Document passage:
And so my dissertation actually focuses on kind of eco spirituality and how people enacting environmental and climate actions to you know, things that that we experience as meaningful for caring for the planet, how those can be spiritual practices, that gives us hope, and meaning to continue the struggle, continue the work, and then translating those actions and the meaning that we make back onto the page so that other people can learn about it. So that's kind of how I see my my work is helping us through this kind of praxis cycle of, you know, theory, action reflection, and actually, you know, not getting stuck in the theory piece of that, you know, okay, we've got the theory, let's try it out, let's reflect on how that went and try to articulate it in ways that other people can connect with. So that's how I see my work as an ecotheologian, to try to keep that praxis cycle going, and make sure that the people out there doing the work in the streets, in their particular parts of the movement are being heard, and that their voices can then be enlightening to other people who are trying to keep doing this work.
But I think people have faith can offer to the broader environmental movement, this groundedness in spiritual practice, and finding meaning through traditions and through our connectedness to our faith communities and the community of our life, to be able to keep doing this work for the long term, so we don't get burnt out.
Dwight Dunston 9:01
I loved hearing about the practices that you support other people to step into, whether it's research and action and reflection. I know in other spaces, it's been known as like an experiential cycle: you have folks have an experience, and they reflect on it, and they generalize it, then they apply it to their their lives. And I'm also just thinking about the work that you do in the world and your own way of how you spend your time in research, but also in action. And I imagine, perhaps the Quaker faith offers a moment to reflect, like, you have a practice in your life as well, that beautifully mirrors the practice that you move other folks through. And I think lots of folks who have, I would say, a lot of broken heartedness around things that they see in the world--the injustices that they see--and perhaps anger and rage. You know, these can all contribute to an individual feeling a sense of burnout as they try and do everything within their power, with their skills, with their gifts, to bend the arc of the universe towards justice, as King and others said. And I'm just curious, in your own life, what has supported you to stay in the work for as long as you have? What has supported you to stay within your integrity in the work? Because I hear the idea of not burning out also to me feels like there's a commitment to being in Integrity with your own mind, body, spirit in this work.

Request:
Carry on the interview about eco-spirituality and activist burnout from the point where it stops. The entries have no role in this work.

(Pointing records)
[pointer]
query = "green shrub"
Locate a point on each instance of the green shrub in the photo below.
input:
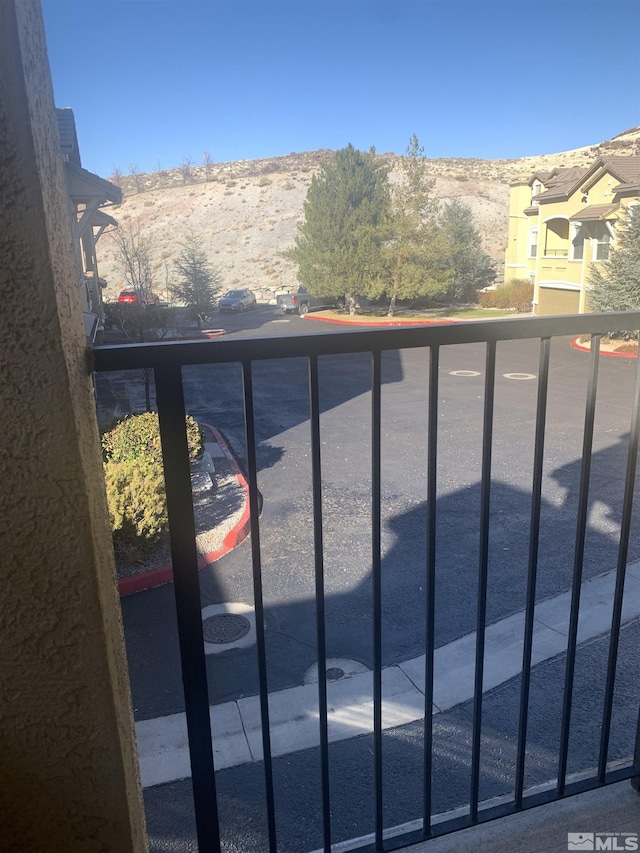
(138, 437)
(137, 500)
(134, 477)
(516, 295)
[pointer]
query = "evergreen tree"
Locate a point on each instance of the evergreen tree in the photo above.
(614, 284)
(338, 245)
(416, 247)
(471, 268)
(197, 283)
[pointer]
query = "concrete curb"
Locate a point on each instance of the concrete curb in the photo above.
(294, 711)
(164, 574)
(345, 322)
(576, 345)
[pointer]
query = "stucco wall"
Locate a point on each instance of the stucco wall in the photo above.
(67, 757)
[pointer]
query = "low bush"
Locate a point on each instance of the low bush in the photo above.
(516, 294)
(134, 478)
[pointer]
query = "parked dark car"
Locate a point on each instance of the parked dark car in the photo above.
(237, 300)
(130, 297)
(302, 301)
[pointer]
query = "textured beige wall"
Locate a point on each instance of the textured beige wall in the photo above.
(67, 757)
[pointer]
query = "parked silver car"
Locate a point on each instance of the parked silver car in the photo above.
(237, 300)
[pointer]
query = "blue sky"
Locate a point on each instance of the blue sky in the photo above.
(155, 81)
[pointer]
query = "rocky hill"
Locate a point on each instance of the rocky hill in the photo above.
(246, 212)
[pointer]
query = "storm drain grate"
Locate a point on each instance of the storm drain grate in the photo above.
(225, 628)
(335, 673)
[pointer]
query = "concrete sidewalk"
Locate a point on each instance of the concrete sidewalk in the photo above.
(612, 813)
(236, 726)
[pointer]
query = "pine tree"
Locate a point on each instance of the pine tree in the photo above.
(416, 248)
(472, 268)
(197, 283)
(338, 246)
(614, 284)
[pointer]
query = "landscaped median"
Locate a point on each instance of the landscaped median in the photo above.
(221, 515)
(413, 318)
(608, 346)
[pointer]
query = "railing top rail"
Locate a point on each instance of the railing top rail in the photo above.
(165, 353)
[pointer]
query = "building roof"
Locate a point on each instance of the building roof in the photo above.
(624, 169)
(596, 212)
(85, 187)
(68, 135)
(560, 183)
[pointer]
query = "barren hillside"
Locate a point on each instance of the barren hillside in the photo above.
(246, 212)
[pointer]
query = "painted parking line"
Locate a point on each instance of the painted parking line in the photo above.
(294, 714)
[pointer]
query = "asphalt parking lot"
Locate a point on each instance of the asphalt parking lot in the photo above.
(213, 395)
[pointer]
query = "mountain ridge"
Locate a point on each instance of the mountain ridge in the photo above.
(246, 212)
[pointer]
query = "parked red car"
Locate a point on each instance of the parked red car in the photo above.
(130, 297)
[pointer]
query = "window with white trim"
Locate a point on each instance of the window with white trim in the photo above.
(577, 241)
(602, 241)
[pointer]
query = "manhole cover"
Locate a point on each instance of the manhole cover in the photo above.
(225, 628)
(334, 674)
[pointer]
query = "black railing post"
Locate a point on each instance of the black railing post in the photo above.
(432, 482)
(256, 559)
(623, 552)
(314, 410)
(376, 562)
(581, 529)
(177, 474)
(532, 568)
(483, 569)
(635, 779)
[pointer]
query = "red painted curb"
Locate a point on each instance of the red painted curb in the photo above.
(164, 574)
(345, 322)
(576, 345)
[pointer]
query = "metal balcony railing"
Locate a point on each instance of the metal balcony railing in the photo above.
(167, 361)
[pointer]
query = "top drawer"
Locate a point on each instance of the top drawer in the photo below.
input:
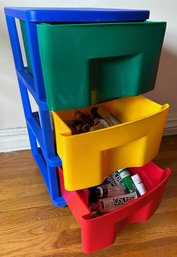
(84, 64)
(96, 60)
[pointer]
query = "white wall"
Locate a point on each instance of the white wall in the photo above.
(11, 113)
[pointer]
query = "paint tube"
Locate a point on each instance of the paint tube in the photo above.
(109, 204)
(139, 184)
(108, 191)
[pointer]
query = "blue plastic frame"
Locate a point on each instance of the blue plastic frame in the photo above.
(76, 14)
(40, 131)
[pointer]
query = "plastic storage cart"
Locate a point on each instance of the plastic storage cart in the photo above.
(77, 58)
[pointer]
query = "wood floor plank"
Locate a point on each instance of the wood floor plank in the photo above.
(30, 226)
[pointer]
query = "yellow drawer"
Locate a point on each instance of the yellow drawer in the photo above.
(89, 157)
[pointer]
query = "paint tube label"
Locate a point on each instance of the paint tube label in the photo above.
(139, 184)
(107, 191)
(112, 203)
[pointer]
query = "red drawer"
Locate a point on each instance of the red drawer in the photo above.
(100, 232)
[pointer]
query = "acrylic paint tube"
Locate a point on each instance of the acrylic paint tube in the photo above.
(109, 204)
(110, 181)
(139, 184)
(117, 178)
(107, 191)
(127, 181)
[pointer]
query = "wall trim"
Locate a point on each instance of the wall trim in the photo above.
(16, 139)
(170, 127)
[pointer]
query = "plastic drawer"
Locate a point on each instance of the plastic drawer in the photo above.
(86, 63)
(101, 232)
(89, 157)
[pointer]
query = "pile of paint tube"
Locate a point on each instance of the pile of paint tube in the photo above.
(98, 118)
(116, 191)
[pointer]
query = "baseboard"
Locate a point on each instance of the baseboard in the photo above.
(16, 139)
(170, 127)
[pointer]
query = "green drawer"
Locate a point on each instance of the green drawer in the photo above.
(87, 63)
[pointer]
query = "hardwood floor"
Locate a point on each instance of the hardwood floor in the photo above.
(31, 227)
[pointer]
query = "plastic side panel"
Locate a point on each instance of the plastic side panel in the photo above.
(26, 45)
(88, 158)
(76, 14)
(77, 205)
(98, 62)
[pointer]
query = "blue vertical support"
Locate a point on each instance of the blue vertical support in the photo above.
(38, 131)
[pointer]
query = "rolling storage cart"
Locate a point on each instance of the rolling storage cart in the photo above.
(77, 58)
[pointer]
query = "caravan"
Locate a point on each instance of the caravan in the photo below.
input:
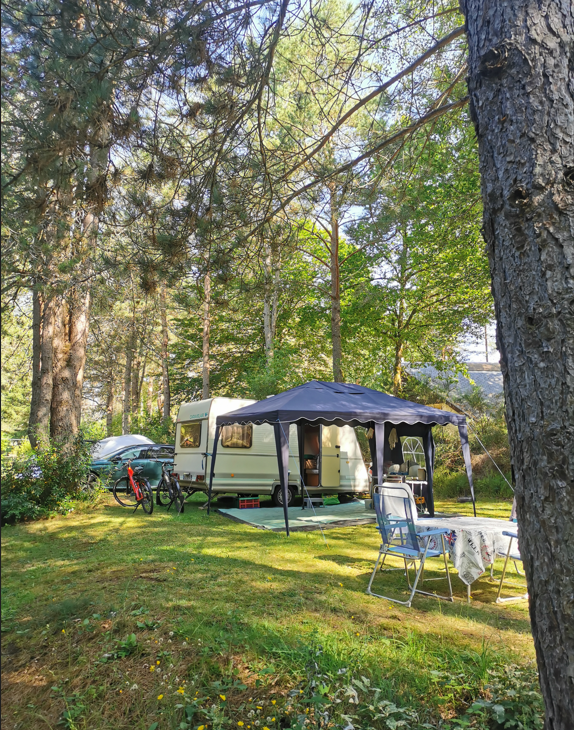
(247, 458)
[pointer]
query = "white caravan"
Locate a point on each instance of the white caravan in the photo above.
(246, 461)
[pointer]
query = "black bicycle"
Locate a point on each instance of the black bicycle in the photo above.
(133, 489)
(168, 490)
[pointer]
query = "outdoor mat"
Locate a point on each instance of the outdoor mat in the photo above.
(336, 515)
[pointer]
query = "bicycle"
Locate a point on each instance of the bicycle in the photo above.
(168, 489)
(134, 489)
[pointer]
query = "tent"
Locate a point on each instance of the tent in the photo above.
(343, 404)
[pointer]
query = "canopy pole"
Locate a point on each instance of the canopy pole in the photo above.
(463, 433)
(282, 446)
(379, 451)
(212, 468)
(428, 446)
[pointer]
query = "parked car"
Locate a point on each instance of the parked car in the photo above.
(113, 466)
(113, 444)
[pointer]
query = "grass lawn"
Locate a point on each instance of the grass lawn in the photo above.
(114, 620)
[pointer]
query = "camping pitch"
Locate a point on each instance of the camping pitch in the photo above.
(387, 419)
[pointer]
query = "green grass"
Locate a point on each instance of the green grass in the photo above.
(231, 611)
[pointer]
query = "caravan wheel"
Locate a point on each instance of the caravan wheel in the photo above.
(278, 496)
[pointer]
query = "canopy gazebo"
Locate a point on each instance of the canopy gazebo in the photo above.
(345, 404)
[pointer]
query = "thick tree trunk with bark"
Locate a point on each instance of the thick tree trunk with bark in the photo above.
(398, 369)
(36, 365)
(70, 339)
(127, 384)
(42, 425)
(150, 395)
(110, 407)
(521, 84)
(165, 355)
(206, 333)
(270, 300)
(336, 296)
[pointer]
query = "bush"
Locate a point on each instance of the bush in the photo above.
(46, 481)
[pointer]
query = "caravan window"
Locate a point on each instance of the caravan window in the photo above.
(236, 436)
(190, 435)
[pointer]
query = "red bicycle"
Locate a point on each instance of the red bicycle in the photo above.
(134, 489)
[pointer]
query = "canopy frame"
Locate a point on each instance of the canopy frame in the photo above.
(376, 418)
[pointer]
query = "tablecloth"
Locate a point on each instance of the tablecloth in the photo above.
(473, 542)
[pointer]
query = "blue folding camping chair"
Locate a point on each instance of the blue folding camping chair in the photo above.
(514, 555)
(400, 539)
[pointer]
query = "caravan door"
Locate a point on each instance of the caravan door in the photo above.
(330, 456)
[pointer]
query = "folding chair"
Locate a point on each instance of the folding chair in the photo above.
(401, 539)
(515, 556)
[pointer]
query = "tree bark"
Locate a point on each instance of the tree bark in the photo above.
(206, 333)
(70, 339)
(267, 305)
(150, 395)
(110, 407)
(127, 384)
(398, 369)
(36, 365)
(165, 355)
(335, 295)
(521, 86)
(270, 300)
(42, 425)
(135, 383)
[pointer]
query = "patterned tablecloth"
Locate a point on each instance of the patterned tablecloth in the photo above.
(473, 542)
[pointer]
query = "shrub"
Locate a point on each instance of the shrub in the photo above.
(46, 481)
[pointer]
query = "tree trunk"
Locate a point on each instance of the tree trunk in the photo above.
(165, 355)
(62, 411)
(42, 425)
(127, 385)
(150, 396)
(135, 383)
(79, 328)
(398, 369)
(140, 388)
(270, 300)
(335, 296)
(36, 365)
(70, 339)
(267, 294)
(521, 86)
(110, 407)
(206, 332)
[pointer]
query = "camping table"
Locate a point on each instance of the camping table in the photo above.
(474, 542)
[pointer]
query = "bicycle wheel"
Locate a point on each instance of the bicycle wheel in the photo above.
(124, 494)
(147, 493)
(162, 494)
(176, 494)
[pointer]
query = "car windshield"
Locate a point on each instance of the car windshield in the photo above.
(117, 452)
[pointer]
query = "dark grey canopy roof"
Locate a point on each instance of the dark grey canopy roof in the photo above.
(340, 404)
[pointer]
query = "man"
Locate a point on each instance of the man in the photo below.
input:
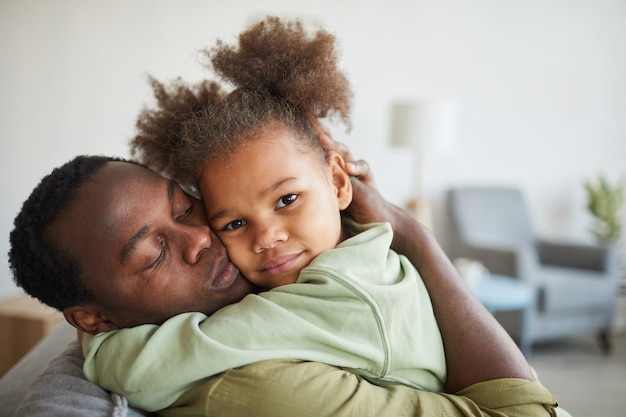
(112, 244)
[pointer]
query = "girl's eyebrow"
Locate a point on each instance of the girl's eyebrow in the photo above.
(276, 185)
(262, 193)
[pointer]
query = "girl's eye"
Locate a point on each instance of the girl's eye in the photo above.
(286, 200)
(234, 225)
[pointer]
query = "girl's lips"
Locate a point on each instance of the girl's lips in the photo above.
(226, 277)
(280, 264)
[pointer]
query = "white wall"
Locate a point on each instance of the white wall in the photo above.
(540, 87)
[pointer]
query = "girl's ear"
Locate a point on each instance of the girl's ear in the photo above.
(341, 180)
(88, 319)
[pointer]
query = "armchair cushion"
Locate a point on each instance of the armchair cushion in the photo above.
(573, 289)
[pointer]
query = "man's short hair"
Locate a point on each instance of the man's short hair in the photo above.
(38, 266)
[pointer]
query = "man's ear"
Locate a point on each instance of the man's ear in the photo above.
(341, 180)
(88, 319)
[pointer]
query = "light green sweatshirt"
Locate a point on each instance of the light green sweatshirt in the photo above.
(359, 306)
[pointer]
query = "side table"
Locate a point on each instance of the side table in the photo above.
(501, 293)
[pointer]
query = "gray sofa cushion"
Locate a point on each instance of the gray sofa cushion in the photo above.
(61, 389)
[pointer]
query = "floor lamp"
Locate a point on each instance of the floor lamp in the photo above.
(421, 126)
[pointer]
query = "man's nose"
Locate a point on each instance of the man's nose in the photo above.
(195, 240)
(267, 237)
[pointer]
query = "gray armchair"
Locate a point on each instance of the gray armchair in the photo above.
(577, 284)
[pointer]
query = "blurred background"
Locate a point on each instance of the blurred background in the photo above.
(530, 94)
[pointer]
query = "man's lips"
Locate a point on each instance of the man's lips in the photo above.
(280, 264)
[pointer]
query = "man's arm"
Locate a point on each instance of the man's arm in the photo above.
(477, 347)
(287, 388)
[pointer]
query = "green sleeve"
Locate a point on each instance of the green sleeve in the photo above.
(287, 388)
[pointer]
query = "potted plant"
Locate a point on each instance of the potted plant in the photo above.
(604, 202)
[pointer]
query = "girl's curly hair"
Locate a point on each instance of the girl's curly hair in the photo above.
(277, 73)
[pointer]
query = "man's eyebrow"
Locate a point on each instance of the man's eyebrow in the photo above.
(130, 246)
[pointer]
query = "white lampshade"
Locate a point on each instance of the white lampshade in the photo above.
(422, 126)
(427, 124)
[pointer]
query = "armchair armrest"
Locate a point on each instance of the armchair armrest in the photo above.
(578, 255)
(514, 261)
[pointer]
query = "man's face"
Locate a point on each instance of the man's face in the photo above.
(145, 249)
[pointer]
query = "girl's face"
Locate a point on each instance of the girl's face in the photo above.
(275, 205)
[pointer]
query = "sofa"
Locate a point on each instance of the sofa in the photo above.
(49, 382)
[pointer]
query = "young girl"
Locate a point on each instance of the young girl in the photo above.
(274, 195)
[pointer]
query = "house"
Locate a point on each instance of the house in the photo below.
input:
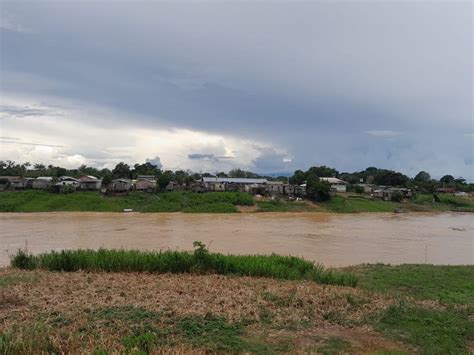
(42, 182)
(174, 186)
(121, 185)
(337, 185)
(68, 180)
(277, 188)
(148, 185)
(197, 186)
(446, 190)
(368, 188)
(89, 182)
(146, 177)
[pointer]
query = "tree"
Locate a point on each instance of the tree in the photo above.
(164, 180)
(298, 178)
(317, 190)
(447, 179)
(422, 176)
(322, 171)
(121, 170)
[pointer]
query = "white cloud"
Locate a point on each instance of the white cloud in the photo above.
(383, 133)
(63, 137)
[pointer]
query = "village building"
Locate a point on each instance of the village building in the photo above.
(42, 182)
(277, 188)
(89, 182)
(148, 185)
(252, 186)
(337, 185)
(121, 185)
(68, 180)
(368, 188)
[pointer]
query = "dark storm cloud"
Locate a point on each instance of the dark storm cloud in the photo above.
(346, 84)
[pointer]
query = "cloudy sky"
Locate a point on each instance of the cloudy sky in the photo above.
(266, 86)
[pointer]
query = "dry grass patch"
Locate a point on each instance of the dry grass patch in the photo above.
(84, 312)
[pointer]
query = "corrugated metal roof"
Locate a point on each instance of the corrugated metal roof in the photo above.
(235, 180)
(333, 180)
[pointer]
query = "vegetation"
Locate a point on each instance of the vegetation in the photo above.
(200, 262)
(421, 309)
(434, 331)
(42, 201)
(446, 284)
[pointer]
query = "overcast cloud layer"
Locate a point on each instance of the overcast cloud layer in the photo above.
(269, 86)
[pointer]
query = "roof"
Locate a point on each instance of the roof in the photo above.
(88, 178)
(45, 178)
(146, 177)
(67, 178)
(333, 180)
(234, 180)
(122, 180)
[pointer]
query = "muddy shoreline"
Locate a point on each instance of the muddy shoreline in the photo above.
(328, 238)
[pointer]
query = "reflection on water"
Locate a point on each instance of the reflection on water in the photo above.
(332, 239)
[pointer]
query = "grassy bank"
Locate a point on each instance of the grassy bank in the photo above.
(199, 262)
(215, 202)
(42, 201)
(403, 309)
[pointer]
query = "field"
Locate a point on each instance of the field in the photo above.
(216, 202)
(393, 310)
(42, 201)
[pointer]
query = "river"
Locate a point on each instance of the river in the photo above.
(331, 239)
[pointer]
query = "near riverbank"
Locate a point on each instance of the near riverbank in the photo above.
(393, 310)
(217, 202)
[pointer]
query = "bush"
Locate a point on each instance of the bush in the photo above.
(23, 260)
(201, 262)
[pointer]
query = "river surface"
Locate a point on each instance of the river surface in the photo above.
(331, 239)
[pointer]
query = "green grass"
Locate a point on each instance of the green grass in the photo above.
(447, 284)
(10, 280)
(201, 262)
(43, 201)
(282, 205)
(432, 331)
(446, 329)
(334, 345)
(447, 202)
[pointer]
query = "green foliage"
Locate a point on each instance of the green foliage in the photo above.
(334, 345)
(10, 280)
(201, 261)
(317, 190)
(43, 201)
(23, 260)
(33, 339)
(433, 331)
(422, 176)
(447, 284)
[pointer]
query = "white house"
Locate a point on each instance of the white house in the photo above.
(336, 184)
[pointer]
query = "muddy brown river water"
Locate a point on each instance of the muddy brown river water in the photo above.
(332, 239)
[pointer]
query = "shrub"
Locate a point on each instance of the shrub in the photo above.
(201, 261)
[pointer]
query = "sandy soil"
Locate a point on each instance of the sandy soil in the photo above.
(66, 302)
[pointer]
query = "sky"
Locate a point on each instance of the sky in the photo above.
(267, 86)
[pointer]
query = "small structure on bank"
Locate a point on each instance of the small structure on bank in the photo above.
(89, 182)
(120, 185)
(42, 182)
(145, 184)
(337, 185)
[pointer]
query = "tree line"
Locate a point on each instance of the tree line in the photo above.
(315, 186)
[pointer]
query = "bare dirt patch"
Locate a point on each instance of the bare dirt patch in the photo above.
(83, 312)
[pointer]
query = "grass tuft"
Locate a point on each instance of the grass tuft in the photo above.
(199, 262)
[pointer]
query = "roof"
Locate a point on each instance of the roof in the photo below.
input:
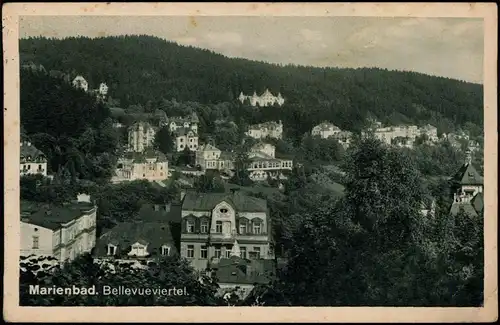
(226, 155)
(208, 147)
(269, 125)
(140, 157)
(29, 150)
(52, 216)
(468, 208)
(183, 131)
(467, 175)
(473, 207)
(243, 271)
(478, 202)
(194, 201)
(261, 156)
(326, 126)
(160, 213)
(125, 234)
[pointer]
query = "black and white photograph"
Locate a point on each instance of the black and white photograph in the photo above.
(253, 160)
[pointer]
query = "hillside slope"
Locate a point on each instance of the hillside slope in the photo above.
(141, 69)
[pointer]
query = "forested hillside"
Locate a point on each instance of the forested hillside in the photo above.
(147, 70)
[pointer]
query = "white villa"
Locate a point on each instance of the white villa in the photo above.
(141, 135)
(32, 161)
(263, 162)
(150, 165)
(267, 129)
(80, 83)
(266, 99)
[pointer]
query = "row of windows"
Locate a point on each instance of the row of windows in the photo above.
(191, 146)
(255, 254)
(138, 250)
(256, 227)
(28, 167)
(190, 140)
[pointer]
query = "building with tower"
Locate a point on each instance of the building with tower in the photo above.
(266, 99)
(215, 225)
(467, 188)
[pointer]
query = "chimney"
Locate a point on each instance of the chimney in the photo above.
(468, 157)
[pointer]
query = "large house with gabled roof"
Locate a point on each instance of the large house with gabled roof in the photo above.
(467, 188)
(150, 165)
(59, 231)
(212, 223)
(32, 161)
(136, 240)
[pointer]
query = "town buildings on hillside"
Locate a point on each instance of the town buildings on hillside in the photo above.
(80, 83)
(32, 160)
(467, 188)
(269, 129)
(101, 92)
(262, 161)
(62, 232)
(150, 165)
(136, 241)
(141, 136)
(266, 99)
(326, 130)
(185, 131)
(213, 223)
(404, 135)
(240, 275)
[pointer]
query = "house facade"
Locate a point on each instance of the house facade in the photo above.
(325, 130)
(136, 241)
(63, 232)
(185, 138)
(189, 122)
(150, 165)
(240, 275)
(32, 161)
(266, 99)
(267, 129)
(212, 222)
(467, 188)
(141, 136)
(80, 83)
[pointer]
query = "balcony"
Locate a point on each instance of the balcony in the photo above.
(194, 237)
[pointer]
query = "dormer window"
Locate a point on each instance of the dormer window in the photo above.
(111, 249)
(190, 226)
(138, 250)
(165, 250)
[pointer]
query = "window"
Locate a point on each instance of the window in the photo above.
(190, 251)
(256, 253)
(203, 252)
(256, 227)
(35, 242)
(243, 226)
(165, 250)
(111, 249)
(218, 227)
(190, 226)
(204, 227)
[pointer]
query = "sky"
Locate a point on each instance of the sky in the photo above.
(448, 47)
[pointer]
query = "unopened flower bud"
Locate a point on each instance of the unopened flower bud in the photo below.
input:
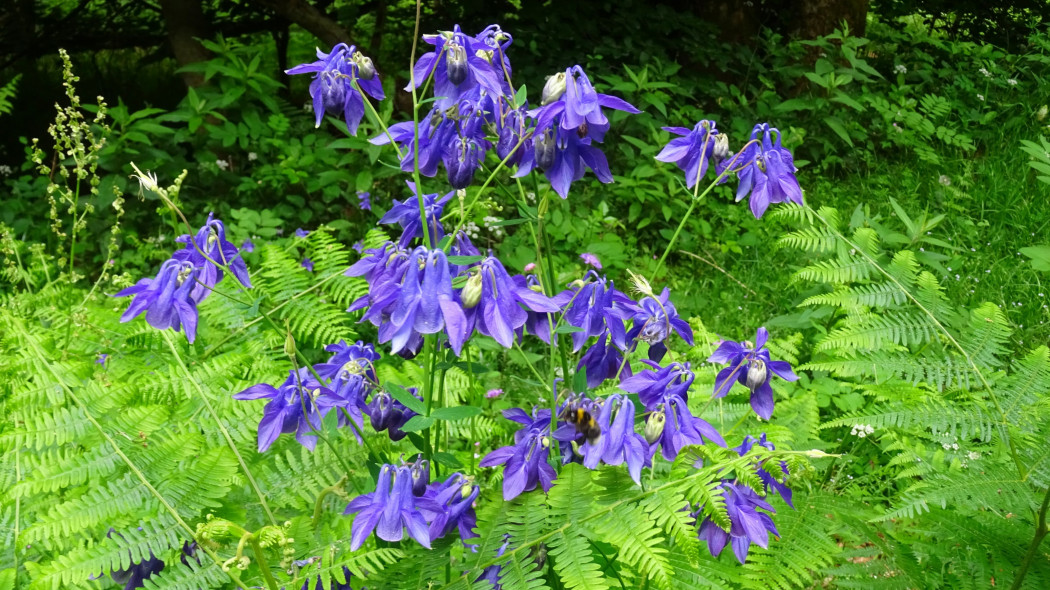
(545, 150)
(290, 344)
(471, 291)
(553, 88)
(721, 147)
(420, 476)
(365, 70)
(654, 426)
(457, 63)
(756, 374)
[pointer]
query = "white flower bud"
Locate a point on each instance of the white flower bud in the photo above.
(553, 88)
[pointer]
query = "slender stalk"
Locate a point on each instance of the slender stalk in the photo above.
(1004, 424)
(1033, 549)
(222, 427)
(264, 566)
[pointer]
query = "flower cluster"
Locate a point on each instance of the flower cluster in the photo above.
(341, 78)
(749, 512)
(404, 500)
(750, 365)
(170, 298)
(474, 96)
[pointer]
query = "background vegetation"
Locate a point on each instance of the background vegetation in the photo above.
(912, 294)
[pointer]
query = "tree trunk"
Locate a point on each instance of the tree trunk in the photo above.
(816, 18)
(305, 15)
(184, 21)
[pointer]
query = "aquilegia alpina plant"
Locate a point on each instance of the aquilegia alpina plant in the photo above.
(605, 385)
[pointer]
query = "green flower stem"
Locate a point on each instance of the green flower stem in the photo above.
(319, 505)
(222, 427)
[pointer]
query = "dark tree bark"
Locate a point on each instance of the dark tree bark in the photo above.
(307, 16)
(184, 21)
(816, 18)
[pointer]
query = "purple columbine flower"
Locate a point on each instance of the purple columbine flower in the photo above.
(298, 405)
(579, 108)
(749, 525)
(389, 510)
(167, 299)
(616, 442)
(526, 460)
(665, 393)
(496, 304)
(352, 376)
(333, 88)
(595, 308)
(436, 132)
(511, 126)
(591, 260)
(207, 250)
(420, 302)
(695, 150)
(752, 367)
(765, 170)
(563, 156)
(459, 70)
(449, 505)
(603, 361)
(769, 480)
(405, 213)
(466, 150)
(653, 321)
(387, 414)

Result below:
Cherice Bock 10:29
I think this is a major challenge. Because there are so many things to pay attention to. There's so many things competing for our time and our outrage during this moment, so, for me, it's been important to discern what is my work, and what is not my work. And I think, as I have also learned more and bumped into more of my own ingrained white supremacy culture, I have recognized that that is a piece of white supremacy culture that we are taught particularly for white like I am to try to do everything to try to be the white savior, of course, if you want to use that term, and to fix everything, right? And that's not my work. So part of, I think, the work of learning a new way learning to live sustainably, learning to interrupt patterns of oppression that have been built up, particularly in this country that we call the United States and other countries that have been colonized, that idea of going in and fixing everything is part of the problem. Yeah, and so, learning my own limits, and being willing to stay within those boundaries, is part of living sustainably, part of learning a new model that doesn't try to take over and control everything.
Dwight Dunston 12:05
Hmm, yeah, I so appreciate just the process, you walk yourself through as you discern. And I want to make a little space, because I know that as we're having this conversation about integrity, I know that you brought a quote, that has supported to shape the way that you live within your own integrity. And so would love to just hold a little space for you to read that, and then to share how that quote has shaped you, how it's moved within you, how it's helped to crystallize your understanding of integrity.
Cherice Bock 12:39
I brought a quote from John Woolman. And I don't know maybe this is something that all of your people on the podcast are bringing, I don't know. But it's one that, to me, really just gets at the heart of things.
Dwight Dunston 12:53
We gonna keep amplifying it...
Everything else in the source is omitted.